INSTRUCTION:
Starting at the first line of the data and stopping after the line that contains "[(207, 58), (23, 187), (416, 209)]", rewrite every line in that range and shift each coordinate in the answers by -134. Leave out the pictures.

-------- RECORD EXTRACTS

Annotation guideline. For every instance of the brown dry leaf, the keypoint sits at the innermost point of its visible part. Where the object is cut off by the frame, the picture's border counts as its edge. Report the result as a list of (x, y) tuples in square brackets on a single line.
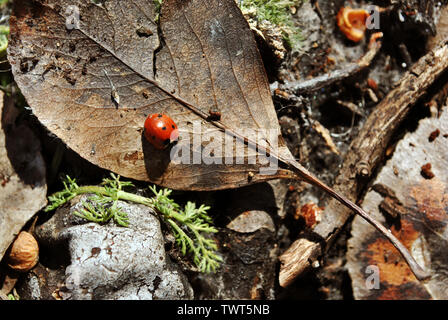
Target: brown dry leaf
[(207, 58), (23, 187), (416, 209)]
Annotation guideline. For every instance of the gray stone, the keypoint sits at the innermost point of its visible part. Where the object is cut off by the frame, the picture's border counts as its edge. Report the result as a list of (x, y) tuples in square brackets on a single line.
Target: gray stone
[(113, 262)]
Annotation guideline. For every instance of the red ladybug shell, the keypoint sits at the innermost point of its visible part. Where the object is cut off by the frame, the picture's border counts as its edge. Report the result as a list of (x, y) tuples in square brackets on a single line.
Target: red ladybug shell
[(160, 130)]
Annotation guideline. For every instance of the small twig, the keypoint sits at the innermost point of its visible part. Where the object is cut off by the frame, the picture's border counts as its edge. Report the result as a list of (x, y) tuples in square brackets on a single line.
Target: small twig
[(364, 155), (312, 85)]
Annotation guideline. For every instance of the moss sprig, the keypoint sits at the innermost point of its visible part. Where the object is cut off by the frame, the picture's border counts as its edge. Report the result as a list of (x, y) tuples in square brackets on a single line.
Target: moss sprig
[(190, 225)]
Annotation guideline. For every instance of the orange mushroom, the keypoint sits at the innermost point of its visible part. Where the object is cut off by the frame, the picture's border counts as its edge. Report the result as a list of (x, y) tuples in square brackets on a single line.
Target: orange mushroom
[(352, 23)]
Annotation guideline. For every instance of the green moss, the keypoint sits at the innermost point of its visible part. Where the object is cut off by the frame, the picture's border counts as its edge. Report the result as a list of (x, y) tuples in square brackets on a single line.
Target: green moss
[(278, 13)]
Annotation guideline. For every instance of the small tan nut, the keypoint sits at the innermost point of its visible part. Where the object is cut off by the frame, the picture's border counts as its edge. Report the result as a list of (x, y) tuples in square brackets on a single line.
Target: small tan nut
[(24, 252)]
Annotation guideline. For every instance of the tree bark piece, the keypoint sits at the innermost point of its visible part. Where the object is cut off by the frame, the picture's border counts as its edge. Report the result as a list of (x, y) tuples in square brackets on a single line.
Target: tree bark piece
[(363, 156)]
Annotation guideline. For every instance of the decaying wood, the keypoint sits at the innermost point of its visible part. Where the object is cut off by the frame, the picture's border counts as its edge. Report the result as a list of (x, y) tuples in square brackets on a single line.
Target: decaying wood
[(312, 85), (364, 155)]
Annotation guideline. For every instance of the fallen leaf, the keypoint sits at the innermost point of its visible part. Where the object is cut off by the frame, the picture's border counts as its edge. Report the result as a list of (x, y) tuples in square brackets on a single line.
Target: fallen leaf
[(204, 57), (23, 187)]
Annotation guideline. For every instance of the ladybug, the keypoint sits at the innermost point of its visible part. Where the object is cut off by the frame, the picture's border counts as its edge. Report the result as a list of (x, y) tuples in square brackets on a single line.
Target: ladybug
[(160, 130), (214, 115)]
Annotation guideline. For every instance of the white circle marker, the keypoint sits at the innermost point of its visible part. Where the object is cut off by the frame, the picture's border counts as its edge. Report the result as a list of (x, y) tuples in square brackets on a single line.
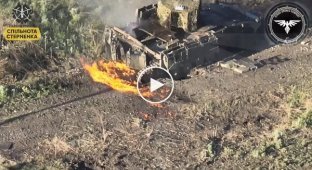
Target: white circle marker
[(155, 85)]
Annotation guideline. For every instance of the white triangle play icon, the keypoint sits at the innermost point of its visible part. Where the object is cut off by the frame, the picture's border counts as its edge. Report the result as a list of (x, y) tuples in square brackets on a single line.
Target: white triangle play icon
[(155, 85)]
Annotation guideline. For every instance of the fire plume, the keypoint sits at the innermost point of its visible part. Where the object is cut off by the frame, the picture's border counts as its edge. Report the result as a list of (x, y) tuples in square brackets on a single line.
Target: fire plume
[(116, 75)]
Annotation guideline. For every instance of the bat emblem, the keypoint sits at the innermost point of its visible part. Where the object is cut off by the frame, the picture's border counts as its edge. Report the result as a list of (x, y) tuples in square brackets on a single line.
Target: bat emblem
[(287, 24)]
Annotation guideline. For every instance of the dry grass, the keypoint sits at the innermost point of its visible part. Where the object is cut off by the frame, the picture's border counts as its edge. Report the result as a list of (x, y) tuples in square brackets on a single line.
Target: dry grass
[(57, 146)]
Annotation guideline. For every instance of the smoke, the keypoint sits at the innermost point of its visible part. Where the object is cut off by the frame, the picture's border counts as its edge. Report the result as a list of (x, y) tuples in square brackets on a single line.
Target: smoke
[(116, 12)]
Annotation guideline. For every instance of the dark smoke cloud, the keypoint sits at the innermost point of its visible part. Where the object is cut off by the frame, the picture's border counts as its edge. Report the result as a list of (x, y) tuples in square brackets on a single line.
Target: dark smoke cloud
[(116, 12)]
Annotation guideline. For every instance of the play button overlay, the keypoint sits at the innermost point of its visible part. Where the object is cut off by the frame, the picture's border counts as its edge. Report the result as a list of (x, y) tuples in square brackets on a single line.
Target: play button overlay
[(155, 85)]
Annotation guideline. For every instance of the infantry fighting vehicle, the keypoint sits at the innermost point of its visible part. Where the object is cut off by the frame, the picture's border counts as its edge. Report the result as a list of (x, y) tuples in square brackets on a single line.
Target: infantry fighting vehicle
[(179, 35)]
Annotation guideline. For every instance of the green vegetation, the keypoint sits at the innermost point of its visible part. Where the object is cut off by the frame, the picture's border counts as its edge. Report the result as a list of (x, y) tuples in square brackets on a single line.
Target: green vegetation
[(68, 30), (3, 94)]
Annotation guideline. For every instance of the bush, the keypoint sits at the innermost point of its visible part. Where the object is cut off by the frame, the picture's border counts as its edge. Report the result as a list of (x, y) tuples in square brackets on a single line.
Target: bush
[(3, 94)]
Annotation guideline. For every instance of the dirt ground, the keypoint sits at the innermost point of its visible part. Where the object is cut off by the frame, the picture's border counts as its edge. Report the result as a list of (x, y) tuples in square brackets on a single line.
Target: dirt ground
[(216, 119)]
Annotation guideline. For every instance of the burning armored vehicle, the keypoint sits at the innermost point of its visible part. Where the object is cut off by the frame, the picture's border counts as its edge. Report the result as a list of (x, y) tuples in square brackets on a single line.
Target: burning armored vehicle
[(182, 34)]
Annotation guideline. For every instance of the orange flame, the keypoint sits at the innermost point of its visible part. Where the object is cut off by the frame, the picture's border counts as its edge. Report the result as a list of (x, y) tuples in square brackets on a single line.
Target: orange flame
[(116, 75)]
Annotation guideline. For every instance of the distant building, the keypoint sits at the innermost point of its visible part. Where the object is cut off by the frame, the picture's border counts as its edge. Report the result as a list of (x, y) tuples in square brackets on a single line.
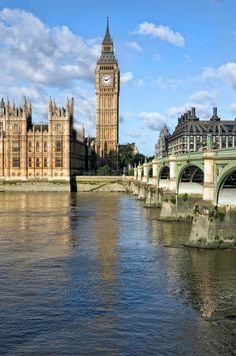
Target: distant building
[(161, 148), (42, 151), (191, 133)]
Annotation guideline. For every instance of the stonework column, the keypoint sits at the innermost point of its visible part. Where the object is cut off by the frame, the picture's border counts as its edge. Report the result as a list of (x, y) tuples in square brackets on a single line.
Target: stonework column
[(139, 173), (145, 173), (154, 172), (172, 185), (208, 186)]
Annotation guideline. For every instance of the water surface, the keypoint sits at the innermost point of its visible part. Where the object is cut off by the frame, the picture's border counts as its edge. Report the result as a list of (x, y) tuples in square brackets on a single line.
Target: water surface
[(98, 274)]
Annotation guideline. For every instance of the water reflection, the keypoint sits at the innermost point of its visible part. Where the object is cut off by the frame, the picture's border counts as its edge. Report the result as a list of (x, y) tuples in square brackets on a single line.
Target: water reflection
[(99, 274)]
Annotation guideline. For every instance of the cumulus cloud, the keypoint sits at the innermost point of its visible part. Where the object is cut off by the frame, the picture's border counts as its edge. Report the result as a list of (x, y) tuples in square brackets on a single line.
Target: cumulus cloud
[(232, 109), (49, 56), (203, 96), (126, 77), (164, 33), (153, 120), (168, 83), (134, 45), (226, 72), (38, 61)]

----------------

COMPLETE OUTPUT:
Annotation guideline. For every instance of the brown dry leaf, the keypoint sits at the innermost point of its visible part. Where the object is cut off by the frame, the picture's border counts as its edge. Report the result as a list of (x, y) tuples in square brackets on a single line.
Target: brown dry leaf
[(73, -76), (-111, 53), (282, 75)]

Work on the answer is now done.